### DO THIS:
Which rows contain the word "Find" with its case matched exactly? Show each of those rows in full.

(Named region outline rows)
[BEGIN]

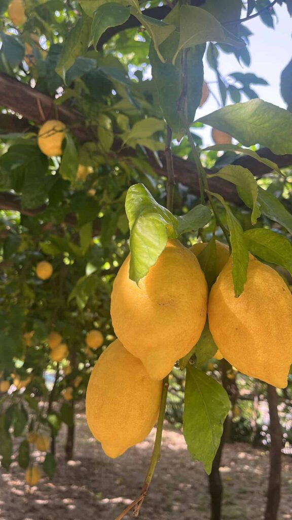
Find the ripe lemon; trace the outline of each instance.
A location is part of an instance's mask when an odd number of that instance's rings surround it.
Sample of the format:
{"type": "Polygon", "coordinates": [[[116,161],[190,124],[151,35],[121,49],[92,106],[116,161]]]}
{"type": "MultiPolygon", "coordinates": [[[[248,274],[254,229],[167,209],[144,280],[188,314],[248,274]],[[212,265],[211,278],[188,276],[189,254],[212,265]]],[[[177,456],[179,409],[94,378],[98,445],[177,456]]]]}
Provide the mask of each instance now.
{"type": "Polygon", "coordinates": [[[202,89],[202,97],[201,98],[201,101],[200,102],[199,107],[202,107],[204,103],[206,102],[208,98],[209,97],[209,94],[210,94],[210,90],[209,90],[209,87],[207,85],[205,81],[203,82],[203,87],[202,89]]]}
{"type": "MultiPolygon", "coordinates": [[[[198,242],[196,244],[194,244],[190,250],[196,256],[198,256],[201,251],[205,249],[208,245],[207,242],[198,242]]],[[[227,263],[230,256],[229,248],[225,244],[222,244],[221,242],[216,241],[216,277],[219,272],[221,272],[224,266],[227,263]]]]}
{"type": "Polygon", "coordinates": [[[102,353],[86,393],[86,419],[91,433],[114,459],[143,440],[156,422],[162,382],[148,376],[138,358],[118,340],[102,353]]]}
{"type": "Polygon", "coordinates": [[[62,155],[62,143],[65,137],[65,128],[63,123],[55,119],[44,123],[37,136],[37,144],[43,153],[48,157],[62,155]]]}
{"type": "Polygon", "coordinates": [[[90,348],[98,348],[103,343],[103,336],[99,330],[90,330],[86,334],[85,341],[90,348]]]}
{"type": "Polygon", "coordinates": [[[79,164],[77,170],[76,177],[80,180],[86,180],[87,175],[92,173],[93,169],[91,166],[84,166],[84,164],[79,164]]]}
{"type": "Polygon", "coordinates": [[[41,280],[47,280],[52,276],[52,270],[51,264],[44,260],[43,262],[38,262],[35,272],[38,278],[40,278],[41,280]]]}
{"type": "Polygon", "coordinates": [[[232,141],[231,135],[217,128],[212,128],[212,139],[216,145],[229,145],[232,141]]]}
{"type": "Polygon", "coordinates": [[[247,280],[234,296],[232,258],[209,298],[210,330],[220,353],[238,370],[278,388],[292,362],[292,296],[278,274],[250,255],[247,280]]]}
{"type": "Polygon", "coordinates": [[[19,375],[16,376],[13,380],[13,384],[17,387],[18,389],[22,388],[26,388],[29,385],[32,380],[31,376],[29,376],[25,379],[21,379],[19,375]]]}
{"type": "Polygon", "coordinates": [[[34,334],[34,331],[31,330],[30,332],[24,332],[23,337],[27,347],[31,347],[32,345],[32,337],[34,334]]]}
{"type": "Polygon", "coordinates": [[[58,345],[62,341],[62,336],[59,332],[56,332],[56,331],[52,330],[51,332],[50,332],[49,334],[49,338],[48,340],[48,343],[50,348],[52,349],[56,348],[58,345]]]}
{"type": "Polygon", "coordinates": [[[68,386],[62,392],[62,395],[65,401],[71,401],[73,399],[73,388],[71,386],[68,386]]]}
{"type": "Polygon", "coordinates": [[[38,434],[36,432],[29,432],[26,435],[26,440],[30,444],[34,444],[36,442],[38,434]]]}
{"type": "Polygon", "coordinates": [[[207,287],[196,257],[169,241],[139,283],[129,278],[129,255],[114,281],[111,314],[115,332],[150,377],[163,379],[198,340],[206,321],[207,287]]]}
{"type": "Polygon", "coordinates": [[[10,387],[9,381],[0,381],[0,392],[7,392],[10,387]]]}
{"type": "Polygon", "coordinates": [[[57,347],[53,348],[51,350],[50,356],[52,361],[56,361],[57,362],[62,361],[64,358],[67,357],[69,353],[68,347],[65,343],[60,343],[57,347]]]}
{"type": "Polygon", "coordinates": [[[26,21],[23,0],[12,0],[8,5],[8,16],[15,25],[22,25],[26,21]]]}
{"type": "Polygon", "coordinates": [[[47,451],[50,445],[50,441],[44,435],[37,435],[35,441],[36,449],[39,451],[47,451]]]}
{"type": "Polygon", "coordinates": [[[35,466],[28,468],[25,472],[25,482],[29,486],[36,486],[41,479],[41,470],[35,466]]]}

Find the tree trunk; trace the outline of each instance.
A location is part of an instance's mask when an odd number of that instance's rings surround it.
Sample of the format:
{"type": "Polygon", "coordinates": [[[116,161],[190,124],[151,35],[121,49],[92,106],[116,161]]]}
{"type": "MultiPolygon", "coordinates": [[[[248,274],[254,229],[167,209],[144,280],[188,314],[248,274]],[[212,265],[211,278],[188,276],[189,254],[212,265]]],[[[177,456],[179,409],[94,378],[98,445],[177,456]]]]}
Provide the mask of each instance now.
{"type": "Polygon", "coordinates": [[[66,453],[66,460],[72,460],[74,453],[74,441],[75,438],[75,421],[74,417],[74,401],[71,401],[71,404],[73,408],[73,424],[72,426],[69,426],[67,431],[67,439],[66,440],[66,446],[65,447],[65,452],[66,453]]]}
{"type": "Polygon", "coordinates": [[[278,415],[278,398],[276,389],[268,385],[268,401],[270,412],[270,475],[264,520],[276,520],[281,498],[281,448],[282,436],[278,415]]]}

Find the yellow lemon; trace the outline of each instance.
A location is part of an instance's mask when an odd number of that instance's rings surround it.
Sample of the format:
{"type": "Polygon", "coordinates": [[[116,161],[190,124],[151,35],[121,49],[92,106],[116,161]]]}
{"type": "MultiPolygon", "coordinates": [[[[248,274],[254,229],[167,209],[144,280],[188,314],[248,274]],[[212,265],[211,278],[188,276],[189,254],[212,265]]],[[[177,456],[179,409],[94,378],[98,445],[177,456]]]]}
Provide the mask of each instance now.
{"type": "Polygon", "coordinates": [[[9,381],[0,381],[0,392],[7,392],[10,387],[9,381]]]}
{"type": "Polygon", "coordinates": [[[231,258],[210,293],[214,341],[238,370],[284,388],[292,362],[292,295],[274,269],[250,255],[244,290],[235,298],[232,269],[231,258]]]}
{"type": "Polygon", "coordinates": [[[44,123],[37,136],[37,144],[43,153],[49,157],[62,155],[62,143],[65,137],[65,128],[63,123],[55,119],[44,123]]]}
{"type": "Polygon", "coordinates": [[[24,332],[23,337],[27,347],[31,347],[32,345],[32,339],[34,334],[34,331],[31,330],[30,332],[24,332]]]}
{"type": "Polygon", "coordinates": [[[73,382],[73,386],[74,387],[74,388],[78,388],[78,387],[79,386],[80,383],[82,381],[82,379],[83,378],[82,375],[76,375],[73,382]]]}
{"type": "Polygon", "coordinates": [[[26,21],[23,0],[12,0],[8,5],[8,16],[15,25],[22,25],[26,21]]]}
{"type": "Polygon", "coordinates": [[[35,272],[38,278],[41,280],[47,280],[52,276],[52,270],[51,264],[44,260],[43,262],[38,262],[35,272]]]}
{"type": "Polygon", "coordinates": [[[150,377],[163,379],[198,340],[206,321],[207,287],[195,256],[169,241],[140,280],[129,278],[130,256],[114,281],[111,314],[115,334],[150,377]]]}
{"type": "Polygon", "coordinates": [[[35,466],[28,468],[25,472],[25,482],[29,486],[36,486],[41,479],[41,470],[35,466]]]}
{"type": "Polygon", "coordinates": [[[26,435],[26,440],[30,444],[34,444],[37,439],[38,434],[36,432],[29,432],[26,435]]]}
{"type": "Polygon", "coordinates": [[[90,330],[86,334],[85,341],[90,348],[98,348],[103,343],[103,336],[99,330],[90,330]]]}
{"type": "Polygon", "coordinates": [[[80,180],[85,180],[87,175],[92,173],[93,169],[91,166],[84,166],[84,164],[79,164],[77,170],[76,177],[80,180]]]}
{"type": "Polygon", "coordinates": [[[52,361],[56,361],[59,362],[67,357],[69,353],[68,347],[65,343],[60,343],[57,347],[56,347],[51,350],[50,356],[52,361]]]}
{"type": "MultiPolygon", "coordinates": [[[[192,253],[193,253],[196,256],[198,256],[201,251],[205,249],[208,245],[207,242],[198,242],[196,244],[194,244],[190,248],[192,253]]],[[[229,248],[225,244],[222,244],[221,242],[216,241],[216,275],[217,277],[222,271],[224,266],[227,263],[230,256],[229,248]]]]}
{"type": "Polygon", "coordinates": [[[45,435],[37,435],[35,440],[35,446],[39,451],[47,451],[50,445],[50,441],[45,435]]]}
{"type": "Polygon", "coordinates": [[[118,340],[102,353],[87,386],[86,418],[107,455],[114,459],[147,436],[158,417],[162,390],[162,382],[150,379],[118,340]]]}
{"type": "Polygon", "coordinates": [[[28,378],[26,378],[25,379],[21,379],[19,375],[16,376],[13,380],[13,384],[17,387],[18,389],[22,388],[26,388],[28,385],[30,384],[32,380],[31,376],[29,376],[28,378]]]}
{"type": "Polygon", "coordinates": [[[50,348],[56,348],[58,345],[60,345],[61,341],[62,336],[60,334],[59,334],[59,332],[56,332],[55,330],[52,330],[51,332],[50,332],[48,340],[50,348]]]}
{"type": "Polygon", "coordinates": [[[206,102],[209,97],[209,94],[210,90],[209,90],[209,87],[207,85],[206,82],[203,81],[203,87],[202,89],[202,97],[200,102],[199,107],[202,107],[204,103],[206,102]]]}
{"type": "Polygon", "coordinates": [[[216,145],[229,145],[232,141],[231,135],[217,128],[212,128],[212,139],[216,145]]]}
{"type": "Polygon", "coordinates": [[[73,399],[73,388],[71,386],[68,386],[62,392],[62,395],[65,401],[71,401],[73,399]]]}

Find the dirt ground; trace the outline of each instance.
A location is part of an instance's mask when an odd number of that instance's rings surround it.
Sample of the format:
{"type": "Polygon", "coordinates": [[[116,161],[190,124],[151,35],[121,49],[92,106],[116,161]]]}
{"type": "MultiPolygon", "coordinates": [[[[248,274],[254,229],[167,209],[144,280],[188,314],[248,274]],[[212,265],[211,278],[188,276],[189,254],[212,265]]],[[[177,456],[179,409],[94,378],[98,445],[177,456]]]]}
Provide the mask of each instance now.
{"type": "MultiPolygon", "coordinates": [[[[58,446],[59,464],[52,482],[24,485],[14,462],[0,472],[1,520],[114,520],[137,496],[149,464],[155,432],[117,459],[102,452],[91,436],[83,413],[77,415],[75,460],[63,458],[64,435],[58,446]]],[[[42,460],[35,453],[37,460],[42,460]]],[[[220,469],[224,485],[222,520],[262,518],[269,455],[238,444],[227,446],[220,469]]],[[[292,458],[283,456],[279,520],[292,518],[292,458]]],[[[208,481],[201,464],[192,460],[180,432],[164,433],[162,457],[141,520],[207,520],[208,481]]],[[[127,519],[132,518],[129,515],[127,519]]]]}

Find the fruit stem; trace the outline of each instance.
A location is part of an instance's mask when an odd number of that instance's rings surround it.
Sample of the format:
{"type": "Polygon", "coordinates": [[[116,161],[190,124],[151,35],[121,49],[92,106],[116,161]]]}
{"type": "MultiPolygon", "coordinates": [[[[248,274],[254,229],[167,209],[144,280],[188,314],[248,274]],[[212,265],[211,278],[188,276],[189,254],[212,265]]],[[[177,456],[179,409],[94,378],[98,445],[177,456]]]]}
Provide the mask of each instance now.
{"type": "Polygon", "coordinates": [[[167,398],[167,391],[168,390],[168,376],[167,375],[164,378],[162,383],[162,393],[161,394],[161,399],[160,401],[160,408],[159,410],[159,415],[156,428],[156,433],[154,446],[150,464],[146,478],[143,485],[142,491],[139,497],[137,497],[132,503],[125,509],[122,513],[119,515],[115,520],[122,520],[126,515],[129,513],[131,509],[133,510],[133,516],[137,517],[139,515],[140,510],[142,506],[145,498],[148,492],[149,486],[151,483],[151,480],[154,475],[156,465],[160,459],[161,450],[161,440],[162,438],[162,431],[163,430],[163,422],[164,421],[164,415],[165,414],[165,407],[166,406],[166,399],[167,398]],[[134,509],[133,509],[134,508],[134,509]]]}
{"type": "Polygon", "coordinates": [[[174,195],[176,181],[175,178],[175,171],[171,153],[171,138],[172,131],[169,125],[167,125],[166,142],[165,144],[165,160],[167,170],[167,195],[166,200],[166,207],[169,211],[172,212],[174,208],[174,195]]]}

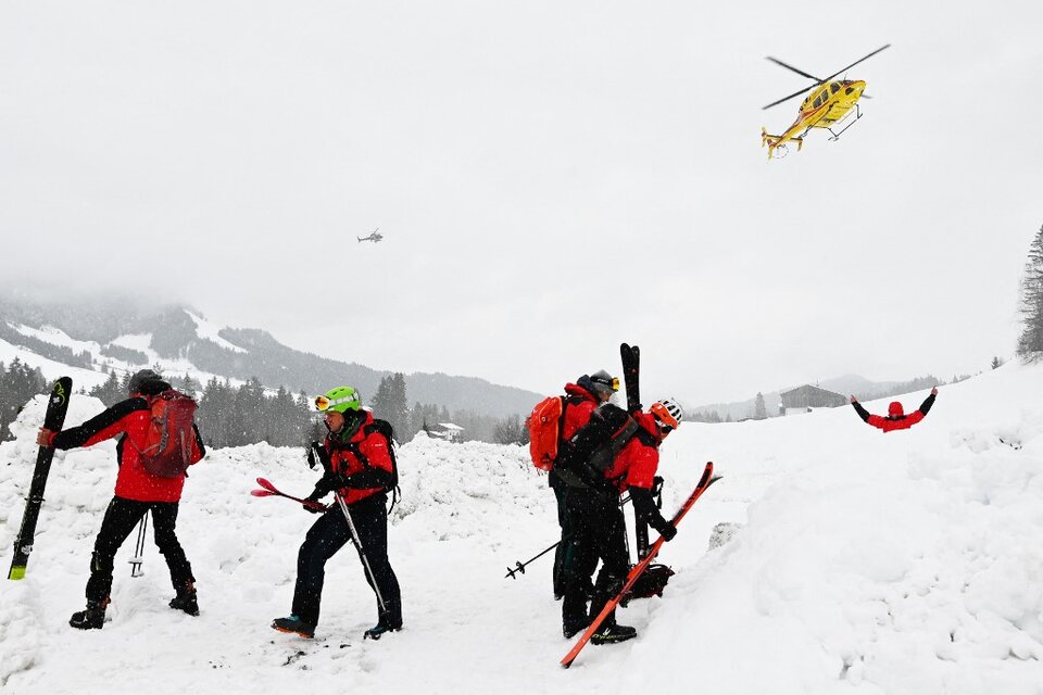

[END]

### RESPONSE:
Find the ripe lemon; trace the outline of each instance.
Find the tree trunk; trace the outline of each instance.
Find the yellow lemon; trace the outline of each instance.
Find the dirt ground; trace the outline of each instance.
Find the fruit stem; trace the outline of each instance.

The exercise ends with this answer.